=== EXERCISE AIM ===
The required output is every record, written out exactly.

=== RECORDS SHOWN ===
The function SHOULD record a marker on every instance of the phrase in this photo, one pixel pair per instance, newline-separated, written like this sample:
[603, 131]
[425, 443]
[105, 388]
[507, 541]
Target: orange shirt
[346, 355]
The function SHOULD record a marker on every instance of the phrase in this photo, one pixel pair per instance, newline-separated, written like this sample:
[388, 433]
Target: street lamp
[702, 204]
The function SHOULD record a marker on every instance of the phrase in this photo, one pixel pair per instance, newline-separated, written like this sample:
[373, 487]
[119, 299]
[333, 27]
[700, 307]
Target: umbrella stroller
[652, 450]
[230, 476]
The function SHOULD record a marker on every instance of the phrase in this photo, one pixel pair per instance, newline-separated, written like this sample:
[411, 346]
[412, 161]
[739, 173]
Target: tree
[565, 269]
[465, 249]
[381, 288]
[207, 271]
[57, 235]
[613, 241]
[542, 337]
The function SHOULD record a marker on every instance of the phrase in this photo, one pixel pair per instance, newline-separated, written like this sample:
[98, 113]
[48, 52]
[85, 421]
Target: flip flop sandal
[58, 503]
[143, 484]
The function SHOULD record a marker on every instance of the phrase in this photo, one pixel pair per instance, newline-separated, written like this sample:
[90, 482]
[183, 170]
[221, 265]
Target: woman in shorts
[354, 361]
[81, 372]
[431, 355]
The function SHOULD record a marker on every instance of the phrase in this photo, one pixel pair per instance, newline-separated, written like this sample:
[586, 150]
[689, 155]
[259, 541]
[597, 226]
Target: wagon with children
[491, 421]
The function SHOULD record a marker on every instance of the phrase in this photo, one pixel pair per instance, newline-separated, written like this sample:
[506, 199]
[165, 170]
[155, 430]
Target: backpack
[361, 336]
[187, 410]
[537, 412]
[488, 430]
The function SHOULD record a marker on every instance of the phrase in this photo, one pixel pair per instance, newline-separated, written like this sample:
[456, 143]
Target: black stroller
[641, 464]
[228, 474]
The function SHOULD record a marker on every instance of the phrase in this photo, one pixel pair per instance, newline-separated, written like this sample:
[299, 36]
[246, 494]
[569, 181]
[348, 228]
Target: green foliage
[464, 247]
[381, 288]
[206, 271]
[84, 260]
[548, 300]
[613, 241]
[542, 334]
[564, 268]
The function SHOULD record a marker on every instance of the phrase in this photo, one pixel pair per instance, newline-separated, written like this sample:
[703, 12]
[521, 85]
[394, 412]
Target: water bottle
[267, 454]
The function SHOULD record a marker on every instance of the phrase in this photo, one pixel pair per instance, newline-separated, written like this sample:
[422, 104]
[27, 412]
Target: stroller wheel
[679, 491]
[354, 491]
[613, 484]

=== RESPONSE BOX ===
The function SHOULD record a marker on every instance of the phrase in this photo, one pixel pair per instance, newline-separated, written like this sample:
[603, 131]
[425, 443]
[105, 388]
[507, 541]
Target: orange shirt
[346, 355]
The function SHOULD record a marker on every instance of the phrase in this photo, one pixel pair per instance, newline-separated, written like this sample:
[388, 433]
Target: street lamp
[702, 204]
The function SHOULD record a marker on every instance of the phrase in this photo, one pixel pair per instance, newline-separated, written like this sample:
[373, 487]
[119, 299]
[333, 27]
[700, 307]
Target: umbrella stroller
[652, 450]
[230, 476]
The function SHOULD record a marker on every instance of the phrase in this photo, one pixel pair per instance, newline-separated, written like this sample:
[411, 346]
[412, 161]
[739, 173]
Target: tree
[565, 269]
[465, 249]
[381, 288]
[207, 271]
[57, 235]
[613, 241]
[542, 337]
The function SHOULD record a marker on every instance of the phrase in this photo, one pixel pair per instance, newline-separated, written like this sample:
[98, 113]
[48, 52]
[85, 421]
Target: flip flop sandal
[58, 503]
[143, 484]
The function SHOULD record a marker on every instance of the phrase in this photo, one pixel pair per instance, newline-separated, written like this sample:
[90, 482]
[183, 170]
[221, 265]
Target: woman in shorts
[354, 361]
[81, 372]
[431, 355]
The function SHOULD record a marker on every instance of the phrase in this photo, one pixel pair per instance, newline-separated, written like this sample:
[586, 150]
[689, 155]
[259, 541]
[597, 226]
Target: wagon with children
[491, 421]
The function SHOULD record a marker on every instance of the phrase in this photo, one pixel pair per instance, newline-separated, written like this sample:
[506, 199]
[165, 170]
[155, 430]
Target: backpack
[361, 336]
[187, 410]
[537, 412]
[488, 430]
The function SHOULD record a marker on every instance of the phrase in this photo, one pixel pair per instance, newline-separated, written like this sample:
[456, 143]
Target: black stroller
[641, 464]
[228, 474]
The function SHOULD record a marker on every instance of the phrase in this photo, one pixel pair per instance, newline-separated, written like this sample:
[299, 36]
[246, 494]
[569, 181]
[348, 228]
Target: green foliage
[464, 247]
[381, 288]
[206, 271]
[84, 260]
[548, 300]
[613, 241]
[542, 334]
[564, 268]
The function SHOULD record a marker on every instance of the phrase in this photo, one pixel pair per instance, newline-separated, written like this sample:
[703, 12]
[521, 85]
[394, 412]
Target: water bottle
[267, 454]
The function SHOULD record a marker on every instance of the phrase in this photo, one pixel pair per instance, newline-separated, written like this sample:
[422, 104]
[27, 412]
Target: stroller wheel
[679, 491]
[354, 491]
[613, 484]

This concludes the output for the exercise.